# Short problem:
With the pictures left out, write out exactly the lines from the one containing "man wearing flat" through the end.

□ □ □ □ □ □ □

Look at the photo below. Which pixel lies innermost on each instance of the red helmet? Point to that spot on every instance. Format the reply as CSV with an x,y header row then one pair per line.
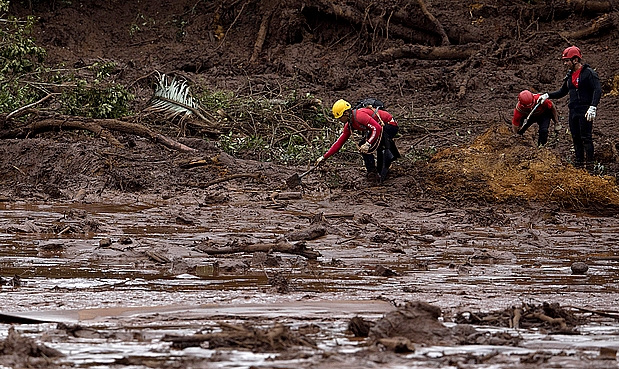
x,y
525,98
571,52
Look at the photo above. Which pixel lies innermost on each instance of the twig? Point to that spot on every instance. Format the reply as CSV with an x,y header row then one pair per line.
x,y
228,178
228,30
18,111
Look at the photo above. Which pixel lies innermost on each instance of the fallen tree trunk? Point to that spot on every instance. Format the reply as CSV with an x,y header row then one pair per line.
x,y
298,248
423,52
99,127
591,6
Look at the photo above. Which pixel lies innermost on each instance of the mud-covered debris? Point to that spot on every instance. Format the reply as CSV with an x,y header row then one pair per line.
x,y
185,219
263,259
51,246
359,327
436,230
213,198
22,347
105,242
397,344
497,167
549,316
492,256
280,282
157,257
579,268
382,237
277,338
608,353
383,271
416,321
13,282
125,240
312,232
27,227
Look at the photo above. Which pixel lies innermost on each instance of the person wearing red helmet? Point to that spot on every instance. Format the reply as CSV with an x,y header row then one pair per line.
x,y
541,114
583,85
378,127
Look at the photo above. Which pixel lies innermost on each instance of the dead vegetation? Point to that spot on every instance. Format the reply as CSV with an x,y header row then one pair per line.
x,y
501,167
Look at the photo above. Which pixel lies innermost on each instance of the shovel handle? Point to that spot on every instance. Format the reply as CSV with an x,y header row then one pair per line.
x,y
526,123
307,172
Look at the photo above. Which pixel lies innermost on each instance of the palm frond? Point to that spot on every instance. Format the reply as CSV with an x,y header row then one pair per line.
x,y
173,99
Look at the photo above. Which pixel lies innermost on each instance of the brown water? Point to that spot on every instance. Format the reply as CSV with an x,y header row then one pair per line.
x,y
131,301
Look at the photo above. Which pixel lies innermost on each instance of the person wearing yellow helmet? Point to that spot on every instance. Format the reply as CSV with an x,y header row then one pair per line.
x,y
583,86
378,128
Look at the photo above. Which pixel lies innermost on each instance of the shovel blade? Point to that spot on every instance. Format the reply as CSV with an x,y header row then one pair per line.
x,y
294,181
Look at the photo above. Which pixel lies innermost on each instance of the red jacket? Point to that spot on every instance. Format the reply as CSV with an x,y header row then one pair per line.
x,y
520,113
363,120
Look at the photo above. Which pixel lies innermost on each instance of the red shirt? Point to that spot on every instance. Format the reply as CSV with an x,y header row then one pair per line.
x,y
576,77
520,113
363,119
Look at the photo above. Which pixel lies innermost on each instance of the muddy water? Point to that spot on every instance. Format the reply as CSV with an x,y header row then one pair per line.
x,y
457,259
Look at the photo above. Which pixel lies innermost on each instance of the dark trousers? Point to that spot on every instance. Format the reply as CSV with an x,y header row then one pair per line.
x,y
543,122
582,136
386,153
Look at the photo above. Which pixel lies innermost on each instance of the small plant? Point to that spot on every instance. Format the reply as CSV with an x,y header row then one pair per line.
x,y
18,52
139,23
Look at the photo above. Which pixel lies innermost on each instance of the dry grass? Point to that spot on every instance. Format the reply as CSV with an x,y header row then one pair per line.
x,y
499,166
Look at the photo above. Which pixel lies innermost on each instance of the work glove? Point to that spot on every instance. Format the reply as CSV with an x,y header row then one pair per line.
x,y
365,148
590,115
542,98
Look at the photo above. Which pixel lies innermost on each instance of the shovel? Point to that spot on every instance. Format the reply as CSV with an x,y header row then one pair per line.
x,y
295,180
526,124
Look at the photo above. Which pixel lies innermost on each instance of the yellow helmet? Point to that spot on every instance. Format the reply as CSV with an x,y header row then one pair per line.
x,y
339,108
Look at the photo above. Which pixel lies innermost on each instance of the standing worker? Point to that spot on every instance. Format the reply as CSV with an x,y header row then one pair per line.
x,y
541,114
583,85
378,127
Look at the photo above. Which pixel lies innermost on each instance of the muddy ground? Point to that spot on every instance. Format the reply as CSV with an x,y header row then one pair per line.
x,y
124,255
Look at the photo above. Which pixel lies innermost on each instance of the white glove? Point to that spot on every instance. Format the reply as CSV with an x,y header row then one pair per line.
x,y
590,115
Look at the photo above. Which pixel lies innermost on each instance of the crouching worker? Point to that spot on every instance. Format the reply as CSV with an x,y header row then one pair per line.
x,y
540,114
378,129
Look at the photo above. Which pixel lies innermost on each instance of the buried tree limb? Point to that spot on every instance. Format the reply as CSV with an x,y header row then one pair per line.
x,y
599,24
224,179
424,52
298,248
99,127
437,24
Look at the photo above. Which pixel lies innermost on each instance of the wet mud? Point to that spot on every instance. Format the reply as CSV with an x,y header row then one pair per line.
x,y
113,283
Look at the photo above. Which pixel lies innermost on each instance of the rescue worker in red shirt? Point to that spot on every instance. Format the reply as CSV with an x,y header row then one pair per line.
x,y
378,127
583,85
542,115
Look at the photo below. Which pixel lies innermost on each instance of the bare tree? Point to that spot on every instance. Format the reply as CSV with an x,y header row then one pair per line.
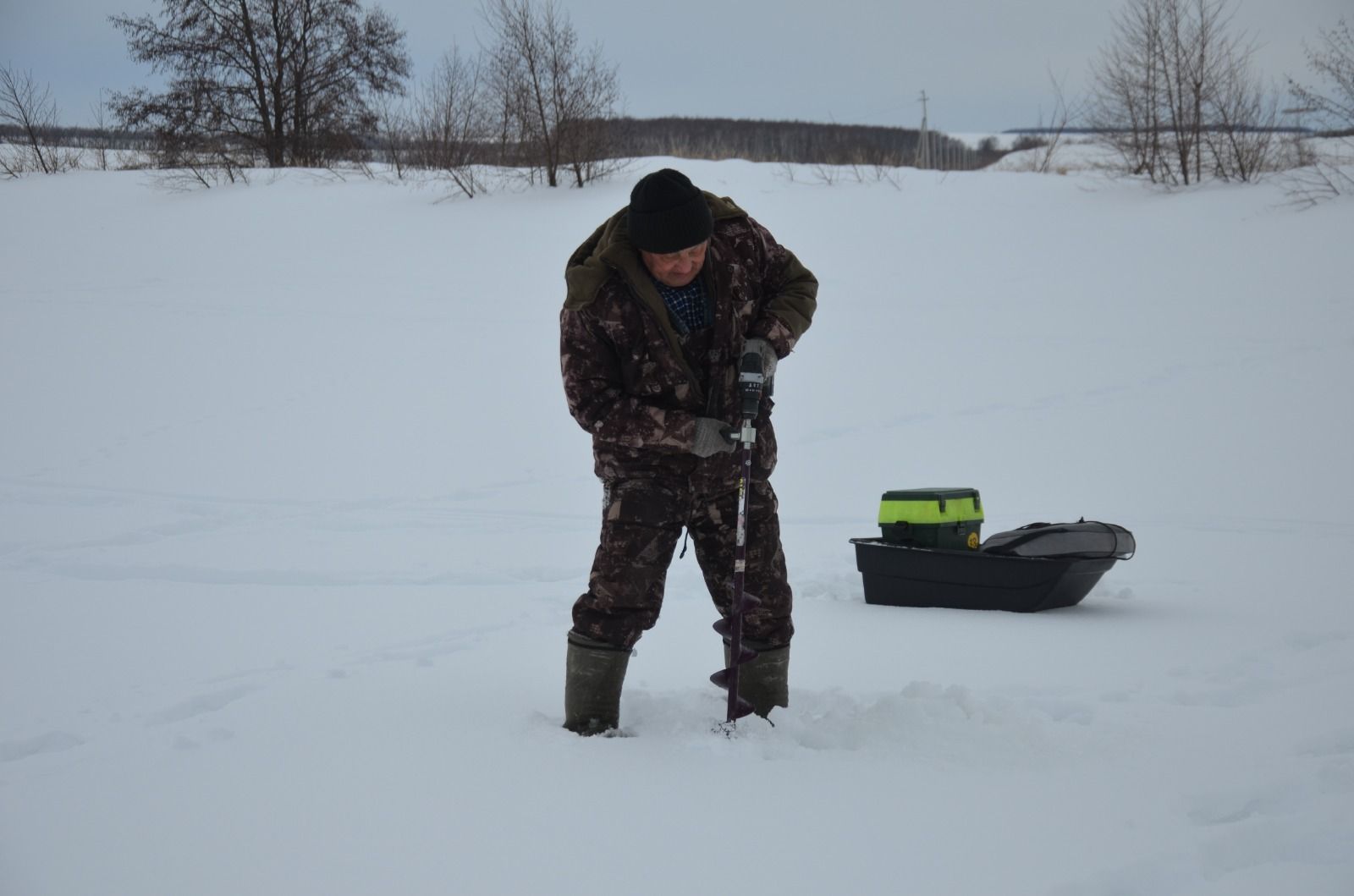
x,y
1175,94
30,110
553,99
451,126
1333,63
1324,175
1245,117
289,81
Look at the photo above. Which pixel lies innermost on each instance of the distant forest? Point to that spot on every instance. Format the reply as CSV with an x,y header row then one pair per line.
x,y
713,138
803,142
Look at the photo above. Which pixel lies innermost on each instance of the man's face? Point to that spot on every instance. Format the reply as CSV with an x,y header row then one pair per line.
x,y
676,268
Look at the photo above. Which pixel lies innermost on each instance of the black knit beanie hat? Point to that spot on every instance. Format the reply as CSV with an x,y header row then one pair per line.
x,y
668,212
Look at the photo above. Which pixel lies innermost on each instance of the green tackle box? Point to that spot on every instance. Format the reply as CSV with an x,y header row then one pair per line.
x,y
947,519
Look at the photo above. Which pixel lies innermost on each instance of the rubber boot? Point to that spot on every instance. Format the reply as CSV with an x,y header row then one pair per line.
x,y
764,681
593,676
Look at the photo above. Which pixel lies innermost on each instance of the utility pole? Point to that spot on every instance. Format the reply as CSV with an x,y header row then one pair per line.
x,y
924,140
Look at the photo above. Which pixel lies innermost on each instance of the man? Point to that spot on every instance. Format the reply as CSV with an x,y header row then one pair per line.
x,y
663,298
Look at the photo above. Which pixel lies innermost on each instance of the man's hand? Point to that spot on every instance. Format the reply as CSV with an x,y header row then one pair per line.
x,y
713,436
768,354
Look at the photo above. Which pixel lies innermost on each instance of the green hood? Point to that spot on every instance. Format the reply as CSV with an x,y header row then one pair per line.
x,y
608,250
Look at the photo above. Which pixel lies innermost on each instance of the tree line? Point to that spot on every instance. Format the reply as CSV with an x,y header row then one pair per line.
x,y
315,83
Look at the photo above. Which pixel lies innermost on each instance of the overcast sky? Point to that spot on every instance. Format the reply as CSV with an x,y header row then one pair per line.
x,y
985,63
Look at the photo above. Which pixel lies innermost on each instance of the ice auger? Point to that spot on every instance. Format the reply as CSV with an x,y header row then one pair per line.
x,y
751,382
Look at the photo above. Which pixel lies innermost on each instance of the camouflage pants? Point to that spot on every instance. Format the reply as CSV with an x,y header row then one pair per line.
x,y
640,530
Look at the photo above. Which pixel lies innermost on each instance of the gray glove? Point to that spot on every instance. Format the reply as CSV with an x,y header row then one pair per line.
x,y
768,354
713,436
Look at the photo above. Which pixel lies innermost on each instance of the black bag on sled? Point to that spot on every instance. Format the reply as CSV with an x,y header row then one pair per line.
x,y
1081,541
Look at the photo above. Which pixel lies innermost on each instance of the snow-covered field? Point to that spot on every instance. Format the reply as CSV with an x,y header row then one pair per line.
x,y
293,514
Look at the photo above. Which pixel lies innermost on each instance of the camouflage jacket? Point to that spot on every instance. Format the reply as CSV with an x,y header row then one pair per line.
x,y
627,378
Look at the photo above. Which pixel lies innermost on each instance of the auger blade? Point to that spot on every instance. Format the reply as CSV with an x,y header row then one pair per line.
x,y
749,602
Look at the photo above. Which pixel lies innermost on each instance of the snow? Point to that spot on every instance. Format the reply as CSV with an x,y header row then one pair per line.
x,y
293,514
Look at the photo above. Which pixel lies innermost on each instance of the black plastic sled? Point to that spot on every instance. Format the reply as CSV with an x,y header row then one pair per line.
x,y
905,575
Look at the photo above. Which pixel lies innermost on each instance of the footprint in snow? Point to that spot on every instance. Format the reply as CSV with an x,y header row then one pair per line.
x,y
49,742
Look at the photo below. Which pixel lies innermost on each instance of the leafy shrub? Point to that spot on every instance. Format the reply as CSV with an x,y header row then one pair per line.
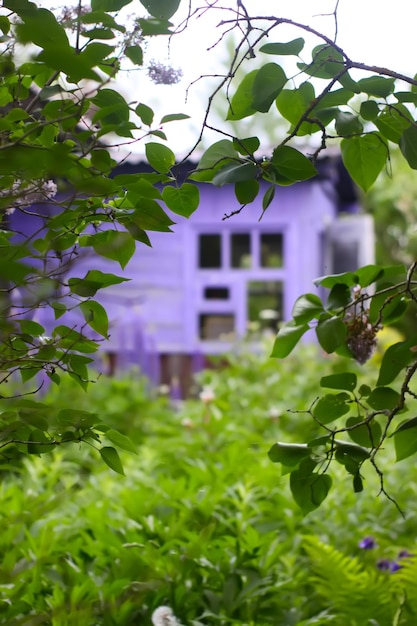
x,y
202,522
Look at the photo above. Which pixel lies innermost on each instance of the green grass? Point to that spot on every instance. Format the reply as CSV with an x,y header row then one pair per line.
x,y
202,521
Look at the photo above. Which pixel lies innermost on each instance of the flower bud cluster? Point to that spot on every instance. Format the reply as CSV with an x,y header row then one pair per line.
x,y
361,335
162,74
24,196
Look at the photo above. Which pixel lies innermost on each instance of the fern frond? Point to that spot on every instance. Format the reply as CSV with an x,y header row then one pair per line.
x,y
352,592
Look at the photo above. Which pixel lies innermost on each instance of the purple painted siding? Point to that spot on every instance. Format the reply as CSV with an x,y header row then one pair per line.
x,y
195,291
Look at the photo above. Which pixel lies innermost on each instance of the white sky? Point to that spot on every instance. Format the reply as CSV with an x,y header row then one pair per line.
x,y
379,32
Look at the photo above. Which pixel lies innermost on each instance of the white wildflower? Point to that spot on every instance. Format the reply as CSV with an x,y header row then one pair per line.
x,y
43,340
207,395
24,195
163,616
162,74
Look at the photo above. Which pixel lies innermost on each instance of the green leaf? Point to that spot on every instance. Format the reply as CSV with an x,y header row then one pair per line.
x,y
108,5
268,83
39,442
112,244
172,117
217,155
293,103
306,308
31,328
395,359
92,282
288,336
357,483
111,457
345,380
369,110
289,48
383,398
246,191
366,435
182,200
339,297
135,54
289,454
393,121
292,165
246,146
327,62
268,197
364,158
121,441
112,108
346,278
348,124
377,86
96,317
145,113
4,24
405,439
310,490
368,274
235,173
160,157
331,333
408,146
332,406
59,309
241,104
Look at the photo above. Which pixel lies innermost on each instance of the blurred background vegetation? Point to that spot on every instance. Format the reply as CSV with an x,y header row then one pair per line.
x,y
202,522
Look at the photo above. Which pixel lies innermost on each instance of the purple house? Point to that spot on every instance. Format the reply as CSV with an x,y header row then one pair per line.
x,y
199,291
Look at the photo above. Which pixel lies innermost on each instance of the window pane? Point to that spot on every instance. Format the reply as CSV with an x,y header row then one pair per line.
x,y
216,293
271,249
209,253
265,302
214,326
240,250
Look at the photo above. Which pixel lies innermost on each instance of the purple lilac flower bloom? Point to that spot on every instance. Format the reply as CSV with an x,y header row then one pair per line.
x,y
395,566
367,543
405,554
388,566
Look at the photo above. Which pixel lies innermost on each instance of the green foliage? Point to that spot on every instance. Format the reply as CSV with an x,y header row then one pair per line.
x,y
202,521
55,138
348,324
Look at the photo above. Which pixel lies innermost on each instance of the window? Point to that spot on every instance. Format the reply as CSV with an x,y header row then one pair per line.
x,y
265,302
240,250
216,293
271,250
216,326
209,252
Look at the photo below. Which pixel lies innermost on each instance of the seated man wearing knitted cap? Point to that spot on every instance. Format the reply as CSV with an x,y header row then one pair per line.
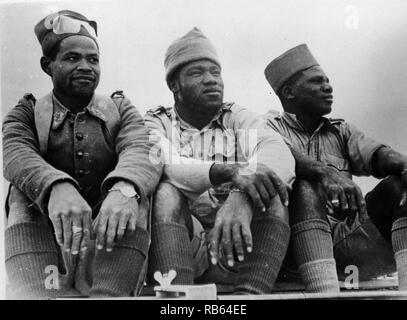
x,y
74,157
332,225
225,180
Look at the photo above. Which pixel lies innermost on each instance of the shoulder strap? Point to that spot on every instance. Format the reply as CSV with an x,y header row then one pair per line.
x,y
43,111
164,114
110,105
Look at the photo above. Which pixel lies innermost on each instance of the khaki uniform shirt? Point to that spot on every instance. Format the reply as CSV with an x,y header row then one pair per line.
x,y
234,135
335,142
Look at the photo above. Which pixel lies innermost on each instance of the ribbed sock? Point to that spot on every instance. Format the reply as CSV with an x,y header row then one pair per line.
x,y
399,242
30,249
117,273
313,251
171,249
258,272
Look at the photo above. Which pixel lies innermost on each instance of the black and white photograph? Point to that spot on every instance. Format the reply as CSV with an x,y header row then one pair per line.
x,y
175,150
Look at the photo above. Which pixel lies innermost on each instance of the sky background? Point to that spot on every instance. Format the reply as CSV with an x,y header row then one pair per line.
x,y
361,45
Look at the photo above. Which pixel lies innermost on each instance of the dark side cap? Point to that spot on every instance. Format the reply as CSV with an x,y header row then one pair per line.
x,y
63,24
289,63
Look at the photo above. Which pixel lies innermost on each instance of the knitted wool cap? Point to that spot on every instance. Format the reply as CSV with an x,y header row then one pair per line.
x,y
48,36
191,47
289,63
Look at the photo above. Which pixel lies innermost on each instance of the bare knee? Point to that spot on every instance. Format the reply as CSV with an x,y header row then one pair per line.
x,y
169,204
276,210
392,187
307,201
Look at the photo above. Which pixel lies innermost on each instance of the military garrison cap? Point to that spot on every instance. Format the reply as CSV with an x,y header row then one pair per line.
x,y
289,63
63,24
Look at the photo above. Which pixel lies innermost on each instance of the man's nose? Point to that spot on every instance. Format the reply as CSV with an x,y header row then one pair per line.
x,y
209,78
84,65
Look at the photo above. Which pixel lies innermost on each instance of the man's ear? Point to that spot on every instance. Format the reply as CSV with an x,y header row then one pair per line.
x,y
45,65
287,92
174,85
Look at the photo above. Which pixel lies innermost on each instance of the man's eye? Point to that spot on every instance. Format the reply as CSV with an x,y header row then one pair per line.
x,y
72,59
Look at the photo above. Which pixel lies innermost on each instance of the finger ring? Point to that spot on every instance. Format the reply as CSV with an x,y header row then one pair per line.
x,y
76,229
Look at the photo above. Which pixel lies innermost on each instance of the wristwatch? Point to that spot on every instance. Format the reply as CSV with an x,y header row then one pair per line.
x,y
127,191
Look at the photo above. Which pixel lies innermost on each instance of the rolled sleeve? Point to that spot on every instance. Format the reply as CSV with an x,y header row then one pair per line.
x,y
361,150
261,144
189,175
137,156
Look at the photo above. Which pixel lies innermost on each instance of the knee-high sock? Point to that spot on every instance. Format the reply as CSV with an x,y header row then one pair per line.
x,y
117,273
313,251
399,242
30,249
171,249
258,272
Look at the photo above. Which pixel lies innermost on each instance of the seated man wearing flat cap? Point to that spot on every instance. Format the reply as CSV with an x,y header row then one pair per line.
x,y
79,165
332,225
225,180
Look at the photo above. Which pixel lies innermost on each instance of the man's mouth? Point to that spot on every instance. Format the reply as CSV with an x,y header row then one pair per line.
x,y
212,91
329,98
83,78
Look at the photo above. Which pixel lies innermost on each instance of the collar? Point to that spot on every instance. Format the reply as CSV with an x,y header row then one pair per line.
x,y
292,121
216,118
60,111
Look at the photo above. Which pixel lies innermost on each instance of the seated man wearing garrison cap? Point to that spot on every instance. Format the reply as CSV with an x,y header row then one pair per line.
x,y
332,225
219,213
79,165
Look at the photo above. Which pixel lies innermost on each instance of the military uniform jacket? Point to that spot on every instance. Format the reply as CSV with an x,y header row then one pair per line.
x,y
82,149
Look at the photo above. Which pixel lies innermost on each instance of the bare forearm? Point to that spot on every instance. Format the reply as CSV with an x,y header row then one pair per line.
x,y
307,168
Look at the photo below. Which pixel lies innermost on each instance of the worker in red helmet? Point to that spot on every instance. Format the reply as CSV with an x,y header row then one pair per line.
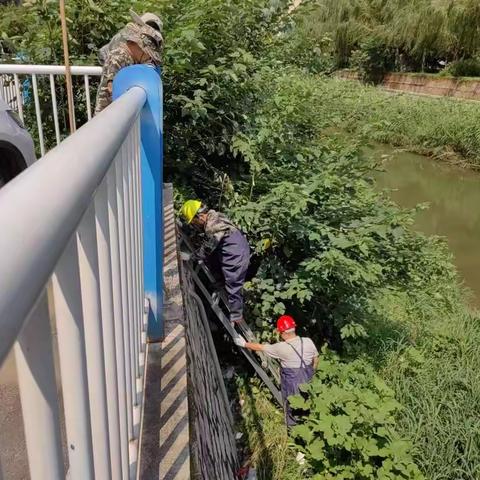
x,y
298,360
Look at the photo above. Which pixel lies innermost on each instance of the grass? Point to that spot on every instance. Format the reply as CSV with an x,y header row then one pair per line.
x,y
444,128
440,392
429,352
266,442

□ □ □ □ □ □ □

# Output for this task:
Look at the photo above. Which pixel lies innermost on each instance of the seated man wearing flat cap? Point to that spot on every instance. Format the reply as CSV with an x,y header row then one pair per line.
x,y
79,165
332,225
225,180
Look at the photo above. Which pixel lies innermost on each instance of the man's mouth? Point to that spot on every instance. Format the reply as CSV with an x,y header row then one pair per line.
x,y
212,91
329,98
83,78
Look at the photo above. Which pixel lies innermost on each instance of the collar? Point to that spot on every instance. Format the reply as CSV with an x,y header row then one pair per line.
x,y
292,121
216,118
60,111
Look at the photo above. Which pixel lies innermost on each instance of the seated man wearing garrison cap? Point to that spot on every instance. Format the reply as CSV with an x,y header row then one pair per line.
x,y
332,225
219,213
79,165
Look at the photo above. Which pixel lies innermost on each instance of the military uniform jacket? Point to that spot on every instance. Format the reply as CSV with an x,y header row then one pair per line.
x,y
82,149
Look at the photo above. Which pixel lies innermost on each instance of the bare forearm? Point to that spot on every instance. Format the reply as CSV with an x,y header row then one pair per line.
x,y
307,168
Look at the photo below. Which pixel lies innermost on each instance of the worker in red helmet? Point to that spot on every instance. Format the reply as CSV with an x,y header row then one pair per line.
x,y
298,360
Look at the photo above. Which pixel lies innermost on each instance of the grass? Point to that spot on every instance. Format the reply as CSV with an x,y header row then one pair per line.
x,y
444,128
440,392
429,352
266,442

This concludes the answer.